Please repeat the records exactly. The pictures are to be left out.
+++ Source information +++
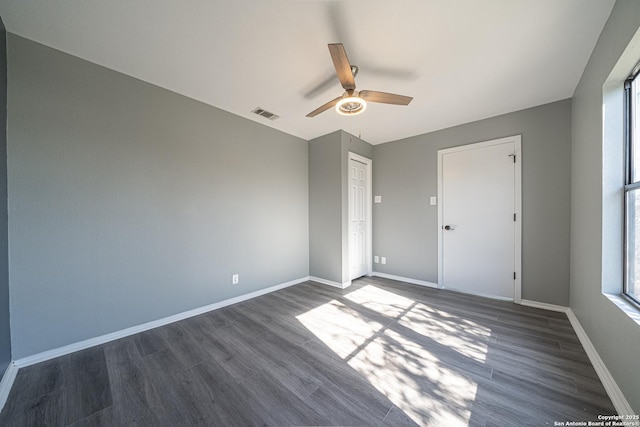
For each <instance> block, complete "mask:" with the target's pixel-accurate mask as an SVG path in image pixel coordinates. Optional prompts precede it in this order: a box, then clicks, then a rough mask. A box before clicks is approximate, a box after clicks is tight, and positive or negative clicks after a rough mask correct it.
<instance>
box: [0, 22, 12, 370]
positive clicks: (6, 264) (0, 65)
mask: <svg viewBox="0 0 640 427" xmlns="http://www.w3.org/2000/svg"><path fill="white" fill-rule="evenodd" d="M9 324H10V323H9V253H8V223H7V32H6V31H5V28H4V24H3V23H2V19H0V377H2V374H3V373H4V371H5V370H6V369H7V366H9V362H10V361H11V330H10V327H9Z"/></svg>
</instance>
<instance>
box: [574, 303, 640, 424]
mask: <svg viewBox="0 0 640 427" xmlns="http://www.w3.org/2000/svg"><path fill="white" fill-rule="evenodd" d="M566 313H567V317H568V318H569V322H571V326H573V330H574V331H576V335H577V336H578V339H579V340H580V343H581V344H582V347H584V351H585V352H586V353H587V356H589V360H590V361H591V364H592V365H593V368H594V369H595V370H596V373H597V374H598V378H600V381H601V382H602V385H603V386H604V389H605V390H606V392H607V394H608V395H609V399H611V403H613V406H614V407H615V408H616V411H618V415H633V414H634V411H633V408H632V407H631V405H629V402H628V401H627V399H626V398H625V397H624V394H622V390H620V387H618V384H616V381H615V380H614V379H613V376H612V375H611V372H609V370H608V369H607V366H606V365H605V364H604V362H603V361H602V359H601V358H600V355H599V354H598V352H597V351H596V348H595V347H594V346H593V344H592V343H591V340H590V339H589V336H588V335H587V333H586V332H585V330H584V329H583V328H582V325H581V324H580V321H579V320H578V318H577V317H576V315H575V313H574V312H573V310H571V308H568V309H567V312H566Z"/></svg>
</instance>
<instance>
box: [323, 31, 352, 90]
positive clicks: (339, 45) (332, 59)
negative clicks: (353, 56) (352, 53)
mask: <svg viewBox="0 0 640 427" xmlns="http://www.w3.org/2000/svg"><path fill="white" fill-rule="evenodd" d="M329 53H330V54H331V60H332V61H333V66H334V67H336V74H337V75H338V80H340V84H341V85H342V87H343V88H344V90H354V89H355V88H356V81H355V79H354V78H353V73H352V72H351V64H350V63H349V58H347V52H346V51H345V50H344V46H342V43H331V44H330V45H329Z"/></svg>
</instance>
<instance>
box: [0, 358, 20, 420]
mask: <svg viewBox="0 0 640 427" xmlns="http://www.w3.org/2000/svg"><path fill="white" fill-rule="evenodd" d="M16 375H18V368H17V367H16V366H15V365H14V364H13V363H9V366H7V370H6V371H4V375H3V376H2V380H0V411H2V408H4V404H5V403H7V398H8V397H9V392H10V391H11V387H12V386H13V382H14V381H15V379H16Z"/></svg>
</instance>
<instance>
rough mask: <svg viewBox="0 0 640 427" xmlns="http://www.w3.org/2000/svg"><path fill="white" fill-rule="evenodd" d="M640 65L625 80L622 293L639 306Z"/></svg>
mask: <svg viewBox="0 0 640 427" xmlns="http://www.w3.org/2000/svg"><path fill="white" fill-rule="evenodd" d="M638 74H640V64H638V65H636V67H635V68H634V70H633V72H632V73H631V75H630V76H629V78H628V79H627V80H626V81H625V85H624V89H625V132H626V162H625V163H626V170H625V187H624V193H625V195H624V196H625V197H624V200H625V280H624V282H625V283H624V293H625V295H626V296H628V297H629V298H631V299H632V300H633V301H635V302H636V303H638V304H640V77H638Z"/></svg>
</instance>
+++
• **Exercise solution**
For each <instance> block, complete "mask:" with the target's pixel-accurate mask as an SVG path in image pixel coordinates. Optional prompts precede it in this order: a box, then clicks, then a rough mask. A box before clicks is approximate, a box after clicks is tight, and positive or negative clicks after a rough mask correct it.
<instance>
box: [0, 22, 12, 370]
positive clicks: (6, 264) (0, 65)
mask: <svg viewBox="0 0 640 427" xmlns="http://www.w3.org/2000/svg"><path fill="white" fill-rule="evenodd" d="M9 324H10V323H9V253H8V223H7V32H6V31H5V28H4V24H3V23H2V19H0V377H2V374H3V373H4V371H5V370H6V369H7V366H9V362H10V361H11V330H10V327H9Z"/></svg>
</instance>
<instance>
box: [574, 303, 640, 424]
mask: <svg viewBox="0 0 640 427" xmlns="http://www.w3.org/2000/svg"><path fill="white" fill-rule="evenodd" d="M566 313H567V317H568V318H569V322H571V326H573V330H574V331H576V335H577V336H578V339H579V340H580V343H581V344H582V347H584V351H585V352H586V353H587V356H589V360H590V361H591V364H592V365H593V368H594V369H595V370H596V373H597V374H598V378H600V381H601V382H602V385H603V386H604V389H605V390H606V392H607V394H608V395H609V399H611V403H613V406H614V407H615V408H616V411H618V415H633V414H634V411H633V408H632V407H631V405H629V402H628V401H627V399H626V398H625V397H624V394H622V390H620V387H618V384H616V381H615V380H614V379H613V376H612V375H611V372H609V370H608V369H607V366H606V365H605V364H604V362H603V361H602V359H601V358H600V355H599V354H598V352H597V351H596V348H595V347H594V346H593V344H592V343H591V340H590V339H589V336H588V335H587V333H586V332H585V330H584V329H583V328H582V325H581V324H580V321H579V320H578V318H577V317H576V315H575V313H574V312H573V310H571V308H568V309H567V312H566Z"/></svg>
</instance>
<instance>
box: [323, 31, 352, 90]
positive clicks: (339, 45) (332, 59)
negative clicks: (353, 56) (352, 53)
mask: <svg viewBox="0 0 640 427" xmlns="http://www.w3.org/2000/svg"><path fill="white" fill-rule="evenodd" d="M329 53H330V54H331V60H332V61H333V66H334V67H336V74H337V75H338V80H340V84H341V85H342V87H343V88H344V90H354V89H355V88H356V81H355V79H354V78H353V73H352V72H351V64H350V63H349V58H347V52H346V51H345V50H344V46H342V43H331V44H330V45H329Z"/></svg>
</instance>
<instance>
box: [0, 358, 20, 420]
mask: <svg viewBox="0 0 640 427" xmlns="http://www.w3.org/2000/svg"><path fill="white" fill-rule="evenodd" d="M16 375H18V368H17V367H16V366H15V365H14V364H13V363H9V366H7V370H6V371H4V375H3V376H2V380H0V411H2V408H4V404H5V403H7V398H8V397H9V392H10V391H11V387H12V386H13V382H14V381H15V379H16Z"/></svg>
</instance>
<instance>
rough mask: <svg viewBox="0 0 640 427" xmlns="http://www.w3.org/2000/svg"><path fill="white" fill-rule="evenodd" d="M640 65L625 80L622 293L639 306Z"/></svg>
mask: <svg viewBox="0 0 640 427" xmlns="http://www.w3.org/2000/svg"><path fill="white" fill-rule="evenodd" d="M638 74H640V64H638V65H636V67H635V68H634V70H633V72H632V73H631V75H630V76H629V78H628V79H627V80H626V81H625V85H624V89H625V132H626V162H625V163H626V170H625V187H624V193H625V195H624V196H625V197H624V200H625V280H624V282H625V283H624V293H625V295H626V296H628V297H629V298H631V299H632V300H633V301H635V302H636V303H638V304H640V77H638Z"/></svg>
</instance>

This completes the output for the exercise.